*** Opening of Text block ***

Another big week! Just when you thought it couldn’t get any crazier, it did. But buyer beware, if you you’re not really careful, the News threatens to knock you out of balance. Here’s some help organizing it:
FIRST, There’s the things you couldn’t have missed in the news this week.
- National and local numbers are experiencing an uptick. It’s not drastic or overwhelming, but it isn’t letting up, that’s for sure.
- Death count mounts, hits milestones: 200,000 American deaths; that’s 20% of the 1 million deaths worldwide
- Supreme Court icon passes away creating vacant seat (all of a sudden the heats turns up. But I thought it was already too hot!). Thank you for your unmatched service, RBG!
Then there’s the thing that has been looming for a long time… and is getting closer!
The Political Election! Eeek! It’s been said that there are three kinds of truths:
- Personal truth — true for the individual in their life
- Objective truth — universally true
- Political truth — true because it is incessantly repeated
Ain’t that the sad… truth.
Lastly: There’s the news that makes you cringe maybe more than the others.
What do you do when the majority of the country is leaning against getting the vaccine? When the even larger numbers think your vaccine is politically driven?

*** Close of Text block ***

How would the weekly news roundup above go on after its closing question about the vaccine being called politically driven? Write the next part of that roundup.

*** Opening of Data provided ***

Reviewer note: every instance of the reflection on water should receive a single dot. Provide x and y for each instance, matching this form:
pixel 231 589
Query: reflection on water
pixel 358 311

*** Close of Data provided ***
*** Opening of Data provided ***

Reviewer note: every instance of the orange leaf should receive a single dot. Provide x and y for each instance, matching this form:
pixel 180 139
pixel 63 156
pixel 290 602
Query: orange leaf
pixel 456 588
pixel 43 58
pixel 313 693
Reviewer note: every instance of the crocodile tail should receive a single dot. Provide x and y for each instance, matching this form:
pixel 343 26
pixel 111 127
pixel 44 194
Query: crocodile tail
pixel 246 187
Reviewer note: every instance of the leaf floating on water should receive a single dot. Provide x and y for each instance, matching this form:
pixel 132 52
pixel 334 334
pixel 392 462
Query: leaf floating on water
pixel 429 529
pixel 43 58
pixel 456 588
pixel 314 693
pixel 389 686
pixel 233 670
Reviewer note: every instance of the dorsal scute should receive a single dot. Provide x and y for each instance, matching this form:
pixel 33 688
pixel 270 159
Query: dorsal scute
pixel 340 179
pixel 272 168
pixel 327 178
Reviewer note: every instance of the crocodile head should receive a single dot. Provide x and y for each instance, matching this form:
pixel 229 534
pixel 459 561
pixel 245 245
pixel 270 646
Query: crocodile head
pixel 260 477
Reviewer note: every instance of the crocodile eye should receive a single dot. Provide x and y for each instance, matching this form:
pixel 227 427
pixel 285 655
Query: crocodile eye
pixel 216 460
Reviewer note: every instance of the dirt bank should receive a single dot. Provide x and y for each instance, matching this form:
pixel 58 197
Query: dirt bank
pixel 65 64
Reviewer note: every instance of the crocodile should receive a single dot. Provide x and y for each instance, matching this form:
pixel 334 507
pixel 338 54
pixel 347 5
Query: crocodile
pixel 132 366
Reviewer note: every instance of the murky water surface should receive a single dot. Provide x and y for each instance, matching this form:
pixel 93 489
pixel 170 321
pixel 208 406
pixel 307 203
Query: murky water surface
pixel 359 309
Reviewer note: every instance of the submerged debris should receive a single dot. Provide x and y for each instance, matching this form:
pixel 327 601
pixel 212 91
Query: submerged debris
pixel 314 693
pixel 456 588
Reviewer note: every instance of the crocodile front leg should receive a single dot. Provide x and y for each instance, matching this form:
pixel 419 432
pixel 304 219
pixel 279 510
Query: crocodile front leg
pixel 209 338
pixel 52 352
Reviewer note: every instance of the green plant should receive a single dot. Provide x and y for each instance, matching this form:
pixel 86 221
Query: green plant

*** Close of Data provided ***

Answer to the problem:
You try to build confidence by being transparent. That’s just what Moderna and Pfizer did this week. They released the study protocols behind their vaccine trials to build confidence and alleviate anxiety.
The only problem is that they stoked anxieties! Those in the field who reviewed the released information say the clinical trials have been designed to ensure the greatest possible success for the vaccines — and that could overstate their effectiveness. This was reported this week by the Washington Post!
When I calmed down I (cynically) imagined the drug companies thinking, “What’s with the big reaction? That’s what we do! That’s what everyone does: set it up to look good. There’s a lot of money, er… and lives, at stake.”
Do they even know how to not stack the decks?
So, freeze it right there. Power down the engines, Scotty.
Here’s the question, the million dollar question:
What do you do when the news has you feeling totally overwhelmed, and impotent?
Well, as I see it you have two possibilities.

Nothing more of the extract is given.